Task brief> Can you arrange the lines from the one containing "Please spot the gray" up to and including the one containing "Target: gray blurred background" as a Markdown table with the columns No. and Line? Skip any blank lines and leave the pictures out.

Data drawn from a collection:
+++
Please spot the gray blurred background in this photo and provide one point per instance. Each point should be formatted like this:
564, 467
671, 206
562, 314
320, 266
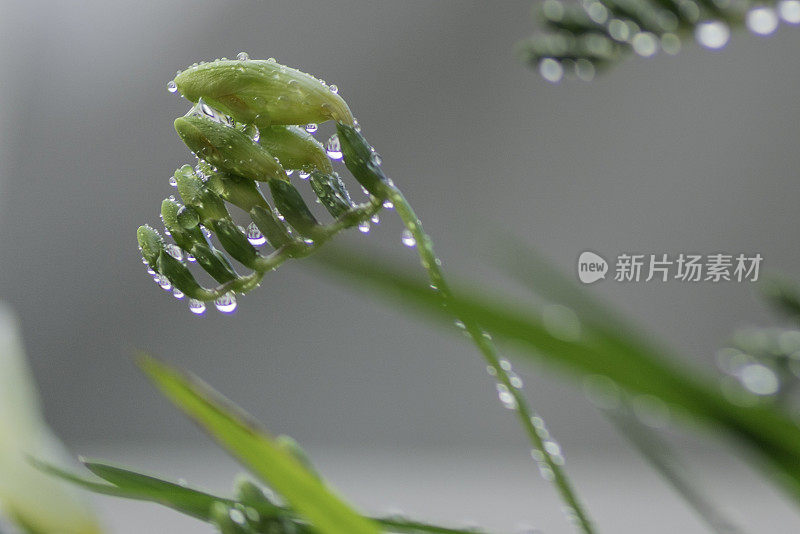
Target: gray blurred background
+++
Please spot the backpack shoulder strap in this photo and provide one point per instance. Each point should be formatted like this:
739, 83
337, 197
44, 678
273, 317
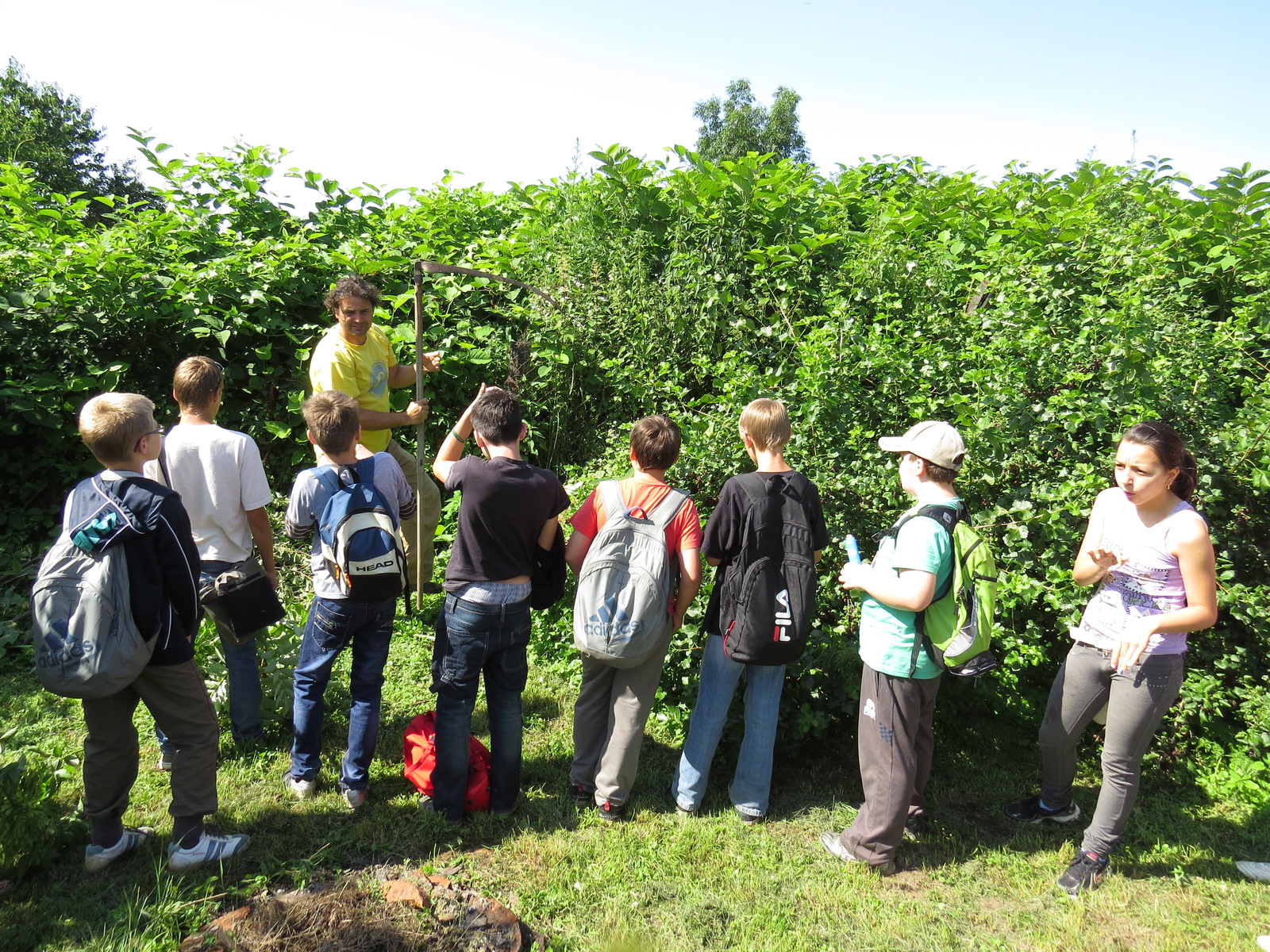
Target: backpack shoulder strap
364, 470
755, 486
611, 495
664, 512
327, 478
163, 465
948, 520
+++
Result for this task>
| No. | Line |
|---|---|
| 1 | Please spot the gray blurred background in this photo and provide one point per instance. Each point should be formatted like this: |
| 2 | 564, 467 |
| 3 | 671, 206 |
| 4 | 562, 314 |
| 5 | 320, 266 |
| 6 | Target: gray blurred background |